Location identification entries
* start *

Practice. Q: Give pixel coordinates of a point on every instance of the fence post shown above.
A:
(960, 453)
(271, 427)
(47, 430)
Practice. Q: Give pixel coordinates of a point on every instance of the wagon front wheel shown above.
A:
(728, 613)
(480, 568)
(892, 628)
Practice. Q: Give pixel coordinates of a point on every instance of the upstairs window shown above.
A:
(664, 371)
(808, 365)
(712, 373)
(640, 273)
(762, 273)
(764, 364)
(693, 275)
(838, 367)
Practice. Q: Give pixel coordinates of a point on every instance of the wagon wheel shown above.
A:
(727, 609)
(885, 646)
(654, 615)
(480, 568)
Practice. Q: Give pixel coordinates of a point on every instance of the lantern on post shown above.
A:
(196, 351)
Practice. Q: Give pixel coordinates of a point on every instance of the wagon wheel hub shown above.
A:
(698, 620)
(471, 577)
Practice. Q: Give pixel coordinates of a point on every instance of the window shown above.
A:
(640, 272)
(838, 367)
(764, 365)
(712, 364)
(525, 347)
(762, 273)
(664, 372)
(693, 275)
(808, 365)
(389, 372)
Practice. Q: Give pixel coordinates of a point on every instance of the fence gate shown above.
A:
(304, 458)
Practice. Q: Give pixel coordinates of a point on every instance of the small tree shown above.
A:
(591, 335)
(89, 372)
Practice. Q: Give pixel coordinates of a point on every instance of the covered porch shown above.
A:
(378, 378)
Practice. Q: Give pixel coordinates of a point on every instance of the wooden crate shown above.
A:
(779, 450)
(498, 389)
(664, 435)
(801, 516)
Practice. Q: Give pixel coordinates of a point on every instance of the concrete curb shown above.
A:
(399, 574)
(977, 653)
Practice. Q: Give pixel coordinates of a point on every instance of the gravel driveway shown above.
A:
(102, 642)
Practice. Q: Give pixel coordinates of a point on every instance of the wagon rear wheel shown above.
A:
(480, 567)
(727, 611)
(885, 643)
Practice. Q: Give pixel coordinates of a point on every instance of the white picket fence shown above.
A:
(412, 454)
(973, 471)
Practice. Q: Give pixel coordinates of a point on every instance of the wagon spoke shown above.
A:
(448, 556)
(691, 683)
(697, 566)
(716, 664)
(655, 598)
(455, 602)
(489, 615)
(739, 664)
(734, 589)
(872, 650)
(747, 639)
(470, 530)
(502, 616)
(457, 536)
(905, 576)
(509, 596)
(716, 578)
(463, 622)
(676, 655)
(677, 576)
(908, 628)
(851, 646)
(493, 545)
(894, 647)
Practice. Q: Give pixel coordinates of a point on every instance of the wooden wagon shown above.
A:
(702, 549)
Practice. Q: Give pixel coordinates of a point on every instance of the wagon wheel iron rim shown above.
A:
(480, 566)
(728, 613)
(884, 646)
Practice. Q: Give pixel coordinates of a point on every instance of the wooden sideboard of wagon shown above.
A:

* end *

*WHAT IS BEING ASKED*
Rewrite the items above with every "pixel coordinates" changed to "x-y coordinates". Keep everything else unchanged.

*SOLUTION BELOW*
Practice. Q: Give x-y coordinates of a point on every instance of the fence post shown above.
A:
(960, 453)
(271, 427)
(47, 430)
Practice. Q: Give x-y coordinates of a point on every instance of the wagon front wheel shown above.
A:
(728, 613)
(480, 568)
(892, 628)
Practice. Q: Give x-y coordinates of a point on every instance of the upstairs window shown above.
A:
(664, 371)
(808, 365)
(712, 373)
(640, 273)
(762, 273)
(764, 364)
(693, 275)
(838, 367)
Practice. Q: Give x-y coordinates of a point on every instance of the wagon wheel shown above.
A:
(727, 609)
(885, 646)
(654, 615)
(480, 568)
Practice. Q: Give x-y coordinates of a point on every instance of the lantern on post shown above.
A:
(196, 351)
Practice. Q: Give x-y coordinates of a point on every instance of the wagon wheel hub shown above.
A:
(698, 620)
(471, 577)
Practice. Q: Give x-y coordinates of a point on every instance of the window shown above.
A:
(640, 272)
(838, 367)
(764, 365)
(712, 364)
(525, 347)
(762, 273)
(664, 372)
(693, 275)
(808, 365)
(389, 372)
Practice. Q: Give x-y coordinates of a point on every instance of the fence gate shown above.
A:
(304, 458)
Practice. Q: Give x-y coordinates of a point on every instance of the small tree shown above.
A:
(591, 335)
(89, 372)
Practice. Q: Give x-y coordinates of a point on every instance of the covered porch shown above.
A:
(378, 378)
Practice. Q: Give x-y coordinates of a point on every instance of the wooden crate shown above.
A:
(779, 450)
(498, 389)
(664, 435)
(801, 516)
Practice. Q: Give x-y coordinates of a point on every instance of the concrete curb shown above.
A:
(399, 574)
(977, 653)
Practice. Q: Give x-y coordinates of a point on every instance of the gravel driveway shown above.
A:
(102, 642)
Practice. Q: Give x-y coordinates of a point on every instance of the wagon rear wheel shown above.
A:
(480, 567)
(727, 611)
(885, 643)
Practice. Q: Give x-y coordinates of a point on every instance of the white picket fence shown above.
A:
(412, 454)
(973, 471)
Practice. Q: Give x-y coordinates of a point on every instance of the wagon spoke shown above.
A:
(448, 556)
(691, 683)
(697, 566)
(716, 664)
(655, 598)
(455, 602)
(489, 615)
(739, 664)
(734, 589)
(872, 650)
(747, 639)
(470, 530)
(502, 616)
(457, 536)
(905, 576)
(509, 596)
(716, 578)
(463, 622)
(676, 655)
(677, 576)
(908, 628)
(851, 646)
(493, 545)
(894, 647)
Practice. Q: Give x-y coordinates of a point on every instance of the wooden wagon shown above.
A:
(702, 549)
Practice. Q: Give x-y coordinates of a point on every instance of the wagon wheel iron rim shown above.
A:
(480, 566)
(728, 613)
(884, 646)
Practice. Q: Give x-y coordinates of a point on every instance of the wooden sideboard of wagon shown above.
A:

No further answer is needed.